What is needed: Reproduce the whole passage below on Web Workers and message conflation, word for word.

-------- Selected passage

2.2.3 Web Workers vs Single Thread
Table 4. Concurrency Model Comparison
| Scenario | Single Thread | Web Workers |
|---|---|---|
| Flash Crash (50k msg/sec) | UI Freeze 5+ sec | UI responsive |
| CPU Utilization | 100% Main Thread | Distributed across cores |
| Input Latency | 100-500ms | < 16 ms |
| Debugging | Simple | Requires DevTools expertise |
3. Performance Mechanisms
3.1 Message Conflation (Stream Compression)
At 5000 msg/sec, rendering every update is impossible — monitors only display 60 frames.
Fig. 2. Conflation Pattern. 5000 incoming messages merge into 60 state snapshots, synchronized with monitor refresh rate.
Principle: Last value for each price "wins" (Latest Value Wins). Snapshot dispatch synchronized with requestAnimationFrame — no more than 60 times/sec. Data transferred via Transferable Objects for Zero-Copy transfer.

----------------
-------- Data records

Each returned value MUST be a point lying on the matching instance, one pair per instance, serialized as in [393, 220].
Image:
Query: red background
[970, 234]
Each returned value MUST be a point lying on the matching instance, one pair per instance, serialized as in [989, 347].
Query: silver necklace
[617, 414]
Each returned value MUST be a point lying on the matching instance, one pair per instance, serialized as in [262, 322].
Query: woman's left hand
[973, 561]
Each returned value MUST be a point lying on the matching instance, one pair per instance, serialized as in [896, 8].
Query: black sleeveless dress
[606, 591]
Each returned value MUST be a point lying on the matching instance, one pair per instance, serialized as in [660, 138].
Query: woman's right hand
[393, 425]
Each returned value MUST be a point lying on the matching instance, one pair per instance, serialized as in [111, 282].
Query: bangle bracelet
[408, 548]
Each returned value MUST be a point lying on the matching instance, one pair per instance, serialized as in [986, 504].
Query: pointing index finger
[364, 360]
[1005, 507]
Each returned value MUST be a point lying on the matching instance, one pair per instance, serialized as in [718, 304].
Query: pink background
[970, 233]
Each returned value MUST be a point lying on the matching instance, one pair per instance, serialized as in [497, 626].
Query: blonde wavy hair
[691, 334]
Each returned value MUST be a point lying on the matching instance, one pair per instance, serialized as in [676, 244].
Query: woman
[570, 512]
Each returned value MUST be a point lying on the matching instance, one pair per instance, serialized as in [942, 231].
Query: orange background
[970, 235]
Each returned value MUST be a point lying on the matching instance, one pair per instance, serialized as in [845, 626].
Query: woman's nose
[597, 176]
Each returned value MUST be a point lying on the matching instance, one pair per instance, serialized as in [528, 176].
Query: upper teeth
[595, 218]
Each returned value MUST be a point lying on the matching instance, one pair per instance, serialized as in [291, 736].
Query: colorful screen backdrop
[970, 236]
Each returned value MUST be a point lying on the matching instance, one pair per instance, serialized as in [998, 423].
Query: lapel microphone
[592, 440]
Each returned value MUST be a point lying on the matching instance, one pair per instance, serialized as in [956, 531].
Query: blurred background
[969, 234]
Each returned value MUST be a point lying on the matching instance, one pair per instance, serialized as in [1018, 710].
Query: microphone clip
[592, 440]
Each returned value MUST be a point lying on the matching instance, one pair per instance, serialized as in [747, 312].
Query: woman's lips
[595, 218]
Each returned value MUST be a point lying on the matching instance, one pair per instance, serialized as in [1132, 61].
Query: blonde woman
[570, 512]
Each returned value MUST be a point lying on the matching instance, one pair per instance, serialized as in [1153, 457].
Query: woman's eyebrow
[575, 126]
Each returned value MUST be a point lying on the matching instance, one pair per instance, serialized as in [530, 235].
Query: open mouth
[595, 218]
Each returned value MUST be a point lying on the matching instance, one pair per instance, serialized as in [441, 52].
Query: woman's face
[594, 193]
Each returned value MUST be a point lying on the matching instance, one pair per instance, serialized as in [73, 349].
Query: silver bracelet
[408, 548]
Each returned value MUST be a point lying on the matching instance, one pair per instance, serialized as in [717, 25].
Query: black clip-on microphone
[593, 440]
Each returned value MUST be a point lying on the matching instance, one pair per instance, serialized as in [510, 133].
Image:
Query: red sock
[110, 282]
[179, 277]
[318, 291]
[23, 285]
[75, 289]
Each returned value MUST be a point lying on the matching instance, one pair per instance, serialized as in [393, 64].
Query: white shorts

----------------

Complete answer:
2.2.3 Web Workers vs Single Thread
Table 4. Concurrency Model Comparison
| Scenario | Single Thread | Web Workers |
|---|---|---|
| Flash Crash (50k msg/sec) | UI Freeze 5+ sec | UI responsive |
| CPU Utilization | 100% Main Thread | Distributed across cores |
| Input Latency | 100-500ms | < 16 ms |
| Debugging | Simple | Requires DevTools expertise |
3. Performance Mechanisms
3.1 Message Conflation (Stream Compression)
At 5000 msg/sec, rendering every update is impossible — monitors only display 60 frames.
Fig. 2. Conflation Pattern. 5000 incoming messages merge into 60 state snapshots, synchronized with monitor refresh rate.
Principle: Last value for each price "wins" (Latest Value Wins). Snapshot dispatch synchronized with requestAnimationFrame — no more than 60 times/sec. Data transferred via Transferable Objects for Zero-Copy transfer.